Provided text -

START

On Fri, Apr 04, 2014 at 03:34:56PM +0800, Shawn Guo wrote:
> I'm running into an inconsistent lock state warning on the final v3.14
> kernel (-rc8 is good) on Freescale i.MX6 platform with fec driver
> (drivers/net/ethernet/freescale/fec_main.c). The git bisect points
> the finger to commit c15b1cc (ipv6: move DAD and addrconf_verify
> processing to workqueue). Reverting the commit does fix the problem
> for me. The image is built from arch/arm/configs/imx_v6_v7_defconfig.
>
> The interesting part is the same warning shows up on mainline tree until
> net-next gets merged with commit cd6362b. That's why Olof's autobooter
> keeps reporting failure on hummingboard and wandboard (both i.MX6 based)
> since v3.14 release [1], but reports success after commit cd6362b.
>
> We're less concerned by the mainline tree, since the problem disappeared
> now (nice to know why though). But we do still want to fix it for 3.14
> stable kernel.

The patch which fixes this is already queued up for -stable:

http://patchwork.ozlabs.org/patch/335536/

Sorry for the inconvenience,

Hannes

2014-04-04 15:10:17

by Shawn Guo

[permalink] [raw]
Subject: Re: Inconsistent lock state introduced by ipv6/addrconf change

On Fri, Apr 04, 2014 at 01:48:48PM +0200, Hannes Frederic Sowa wrote:
> Hello!

END

Required task A - Summarize the lock-warning thread in two sentences.

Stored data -
START

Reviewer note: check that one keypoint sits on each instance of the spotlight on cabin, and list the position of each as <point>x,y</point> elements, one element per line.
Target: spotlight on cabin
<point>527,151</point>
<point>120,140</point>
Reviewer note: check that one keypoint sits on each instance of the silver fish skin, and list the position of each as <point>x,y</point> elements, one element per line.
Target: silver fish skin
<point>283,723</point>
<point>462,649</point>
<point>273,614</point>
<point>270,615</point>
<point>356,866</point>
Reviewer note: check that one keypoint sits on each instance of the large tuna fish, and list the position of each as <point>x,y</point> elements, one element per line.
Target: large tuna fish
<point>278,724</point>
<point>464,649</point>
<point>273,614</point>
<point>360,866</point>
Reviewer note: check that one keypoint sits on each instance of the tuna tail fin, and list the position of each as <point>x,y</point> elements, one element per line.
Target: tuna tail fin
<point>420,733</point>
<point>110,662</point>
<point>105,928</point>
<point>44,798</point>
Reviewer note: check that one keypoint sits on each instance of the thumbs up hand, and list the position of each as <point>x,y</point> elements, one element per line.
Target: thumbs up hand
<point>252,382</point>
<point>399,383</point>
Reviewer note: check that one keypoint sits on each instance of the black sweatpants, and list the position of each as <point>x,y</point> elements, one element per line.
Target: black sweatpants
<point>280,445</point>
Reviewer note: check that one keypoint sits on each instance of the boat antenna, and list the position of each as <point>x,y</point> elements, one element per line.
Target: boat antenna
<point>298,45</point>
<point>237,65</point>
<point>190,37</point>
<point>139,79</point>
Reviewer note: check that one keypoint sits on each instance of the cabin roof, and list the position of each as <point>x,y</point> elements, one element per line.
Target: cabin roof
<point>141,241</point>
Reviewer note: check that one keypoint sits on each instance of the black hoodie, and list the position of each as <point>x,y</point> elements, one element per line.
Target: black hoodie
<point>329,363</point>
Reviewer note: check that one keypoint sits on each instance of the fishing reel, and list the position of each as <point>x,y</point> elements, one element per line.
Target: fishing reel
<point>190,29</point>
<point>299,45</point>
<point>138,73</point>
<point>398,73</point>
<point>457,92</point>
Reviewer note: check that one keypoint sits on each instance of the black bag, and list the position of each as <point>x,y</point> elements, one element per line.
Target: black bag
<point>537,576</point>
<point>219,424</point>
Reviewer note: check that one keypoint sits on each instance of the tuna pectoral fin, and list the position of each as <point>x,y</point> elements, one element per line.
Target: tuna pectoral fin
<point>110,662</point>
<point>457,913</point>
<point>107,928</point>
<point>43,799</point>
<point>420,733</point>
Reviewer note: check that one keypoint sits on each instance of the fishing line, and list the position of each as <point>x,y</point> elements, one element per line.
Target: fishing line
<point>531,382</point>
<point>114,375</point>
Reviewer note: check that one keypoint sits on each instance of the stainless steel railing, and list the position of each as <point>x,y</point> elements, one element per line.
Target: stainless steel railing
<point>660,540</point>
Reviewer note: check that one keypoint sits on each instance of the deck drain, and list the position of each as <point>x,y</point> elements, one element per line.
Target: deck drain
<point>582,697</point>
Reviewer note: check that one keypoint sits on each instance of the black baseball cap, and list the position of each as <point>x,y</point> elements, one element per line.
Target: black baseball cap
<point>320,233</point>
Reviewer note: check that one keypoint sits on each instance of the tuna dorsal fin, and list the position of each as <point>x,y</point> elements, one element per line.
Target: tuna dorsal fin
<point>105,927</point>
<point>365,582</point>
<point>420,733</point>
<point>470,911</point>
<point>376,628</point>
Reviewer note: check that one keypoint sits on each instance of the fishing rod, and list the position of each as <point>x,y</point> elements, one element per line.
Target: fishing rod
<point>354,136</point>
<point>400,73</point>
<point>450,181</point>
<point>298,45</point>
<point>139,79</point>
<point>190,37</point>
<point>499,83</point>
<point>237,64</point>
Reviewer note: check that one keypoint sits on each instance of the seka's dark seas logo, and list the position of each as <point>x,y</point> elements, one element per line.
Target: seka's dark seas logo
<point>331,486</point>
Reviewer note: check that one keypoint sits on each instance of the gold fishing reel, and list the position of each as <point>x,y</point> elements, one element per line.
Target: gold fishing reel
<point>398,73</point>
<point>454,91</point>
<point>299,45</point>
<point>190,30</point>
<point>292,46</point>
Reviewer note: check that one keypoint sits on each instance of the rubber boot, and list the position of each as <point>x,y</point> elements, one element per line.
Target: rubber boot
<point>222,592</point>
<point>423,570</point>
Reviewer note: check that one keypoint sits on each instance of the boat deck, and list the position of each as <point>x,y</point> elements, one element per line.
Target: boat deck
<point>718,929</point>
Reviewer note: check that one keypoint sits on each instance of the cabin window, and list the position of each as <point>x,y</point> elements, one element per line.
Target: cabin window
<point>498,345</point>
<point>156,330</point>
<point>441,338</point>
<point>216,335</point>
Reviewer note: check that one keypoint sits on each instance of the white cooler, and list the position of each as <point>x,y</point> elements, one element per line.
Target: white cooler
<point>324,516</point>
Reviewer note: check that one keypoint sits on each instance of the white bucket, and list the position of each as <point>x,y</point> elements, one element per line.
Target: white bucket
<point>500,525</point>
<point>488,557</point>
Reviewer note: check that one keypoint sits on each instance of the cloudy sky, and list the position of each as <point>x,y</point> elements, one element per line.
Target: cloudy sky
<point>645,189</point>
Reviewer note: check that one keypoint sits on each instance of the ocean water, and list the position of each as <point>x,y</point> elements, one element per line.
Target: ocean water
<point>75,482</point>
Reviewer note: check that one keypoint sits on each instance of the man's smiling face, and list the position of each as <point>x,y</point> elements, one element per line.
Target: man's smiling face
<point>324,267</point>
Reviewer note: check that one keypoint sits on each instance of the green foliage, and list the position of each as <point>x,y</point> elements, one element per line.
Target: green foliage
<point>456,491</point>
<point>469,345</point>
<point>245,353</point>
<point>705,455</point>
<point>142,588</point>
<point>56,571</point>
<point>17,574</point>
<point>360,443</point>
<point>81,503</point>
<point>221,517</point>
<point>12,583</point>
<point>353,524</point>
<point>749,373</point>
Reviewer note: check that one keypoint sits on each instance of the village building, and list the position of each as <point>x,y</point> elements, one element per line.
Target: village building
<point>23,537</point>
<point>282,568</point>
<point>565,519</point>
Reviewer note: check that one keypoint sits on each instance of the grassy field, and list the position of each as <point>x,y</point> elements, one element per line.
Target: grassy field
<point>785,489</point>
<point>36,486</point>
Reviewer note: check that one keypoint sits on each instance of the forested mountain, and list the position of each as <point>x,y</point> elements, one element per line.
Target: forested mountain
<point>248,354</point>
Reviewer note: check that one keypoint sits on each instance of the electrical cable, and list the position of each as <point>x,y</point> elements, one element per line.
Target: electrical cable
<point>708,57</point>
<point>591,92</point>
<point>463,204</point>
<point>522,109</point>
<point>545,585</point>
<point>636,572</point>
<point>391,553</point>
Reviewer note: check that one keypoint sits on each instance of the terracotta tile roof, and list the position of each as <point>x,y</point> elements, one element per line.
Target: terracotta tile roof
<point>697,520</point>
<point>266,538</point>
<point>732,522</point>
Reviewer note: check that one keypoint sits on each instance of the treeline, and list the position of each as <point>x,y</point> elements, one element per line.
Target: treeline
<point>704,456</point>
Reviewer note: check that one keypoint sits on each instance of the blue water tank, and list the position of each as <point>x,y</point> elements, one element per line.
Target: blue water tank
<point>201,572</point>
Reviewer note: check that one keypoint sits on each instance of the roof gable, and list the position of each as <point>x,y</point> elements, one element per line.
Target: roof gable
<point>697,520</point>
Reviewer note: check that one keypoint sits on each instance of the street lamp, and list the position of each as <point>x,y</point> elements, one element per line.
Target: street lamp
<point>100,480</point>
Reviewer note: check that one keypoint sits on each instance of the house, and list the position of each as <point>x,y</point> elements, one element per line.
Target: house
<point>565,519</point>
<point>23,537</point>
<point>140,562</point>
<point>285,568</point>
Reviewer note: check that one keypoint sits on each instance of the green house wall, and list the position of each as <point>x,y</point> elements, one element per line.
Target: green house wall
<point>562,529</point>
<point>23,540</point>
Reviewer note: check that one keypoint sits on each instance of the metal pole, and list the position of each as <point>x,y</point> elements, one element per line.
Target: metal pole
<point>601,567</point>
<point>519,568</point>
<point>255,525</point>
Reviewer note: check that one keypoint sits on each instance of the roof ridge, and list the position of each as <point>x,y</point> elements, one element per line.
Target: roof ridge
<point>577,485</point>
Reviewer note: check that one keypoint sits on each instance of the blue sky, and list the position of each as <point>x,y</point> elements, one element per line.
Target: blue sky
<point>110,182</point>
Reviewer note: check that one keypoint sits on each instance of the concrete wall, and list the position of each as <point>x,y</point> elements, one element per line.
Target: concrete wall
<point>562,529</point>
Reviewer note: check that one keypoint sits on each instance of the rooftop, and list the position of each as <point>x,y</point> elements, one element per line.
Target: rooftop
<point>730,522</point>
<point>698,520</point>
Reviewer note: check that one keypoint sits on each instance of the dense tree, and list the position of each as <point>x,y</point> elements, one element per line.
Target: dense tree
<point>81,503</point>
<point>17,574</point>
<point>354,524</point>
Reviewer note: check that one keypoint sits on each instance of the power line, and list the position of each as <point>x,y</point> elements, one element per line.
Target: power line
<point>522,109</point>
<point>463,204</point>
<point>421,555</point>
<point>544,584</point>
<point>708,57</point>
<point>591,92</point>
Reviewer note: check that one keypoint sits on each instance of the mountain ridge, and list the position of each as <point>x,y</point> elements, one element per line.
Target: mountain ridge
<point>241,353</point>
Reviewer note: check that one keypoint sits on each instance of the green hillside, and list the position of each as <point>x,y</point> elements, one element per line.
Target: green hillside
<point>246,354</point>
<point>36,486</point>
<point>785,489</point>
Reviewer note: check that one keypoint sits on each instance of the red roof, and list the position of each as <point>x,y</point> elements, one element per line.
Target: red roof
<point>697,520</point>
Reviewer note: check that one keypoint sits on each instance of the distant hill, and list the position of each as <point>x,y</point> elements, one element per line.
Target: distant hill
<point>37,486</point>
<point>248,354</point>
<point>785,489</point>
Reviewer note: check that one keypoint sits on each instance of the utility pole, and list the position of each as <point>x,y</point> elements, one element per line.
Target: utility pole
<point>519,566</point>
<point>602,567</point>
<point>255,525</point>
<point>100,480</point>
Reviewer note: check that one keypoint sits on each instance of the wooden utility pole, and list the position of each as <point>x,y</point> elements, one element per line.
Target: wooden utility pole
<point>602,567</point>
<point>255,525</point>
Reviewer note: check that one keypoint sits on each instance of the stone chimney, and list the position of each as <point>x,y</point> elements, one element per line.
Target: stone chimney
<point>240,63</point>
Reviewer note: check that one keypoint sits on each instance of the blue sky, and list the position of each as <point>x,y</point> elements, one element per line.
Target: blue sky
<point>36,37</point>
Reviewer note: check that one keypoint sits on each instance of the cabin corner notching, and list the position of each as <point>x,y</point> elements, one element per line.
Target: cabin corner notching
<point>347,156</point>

END

Required task B - Copy word for word everything in the listing from the line containing "of the village" down to the line containing "<point>391,553</point>", including both of those lines.

Exercise response A - Shawn Guo reported an inconsistent lock state warning on the final v3.14 kernel on the Freescale i.MX6 platform with the fec driver, which git bisect traced to commit c15b1cc and which reverting that commit fixed. He also noted that the warning appeared on mainline until net-next was merged with commit cd6362b, and Hannes replied that the patch fixing it was already queued for -stable.

Exercise response B -
Reviewer note: check that one keypoint sits on each instance of the village building, and list the position of each as <point>x,y</point> elements, one element per line.
Target: village building
<point>23,537</point>
<point>282,568</point>
<point>565,519</point>
Reviewer note: check that one keypoint sits on each instance of the grassy field, and list the position of each as <point>x,y</point> elements, one element per line.
Target: grassy field
<point>785,489</point>
<point>36,486</point>
Reviewer note: check that one keypoint sits on each instance of the forested mountain, and list the position of each as <point>x,y</point> elements, one element per line.
Target: forested mountain
<point>248,354</point>
Reviewer note: check that one keypoint sits on each instance of the electrical cable, and list the position of each as <point>x,y</point> elements, one element per line.
Target: electrical cable
<point>708,57</point>
<point>591,92</point>
<point>463,204</point>
<point>522,109</point>
<point>545,585</point>
<point>636,572</point>
<point>391,553</point>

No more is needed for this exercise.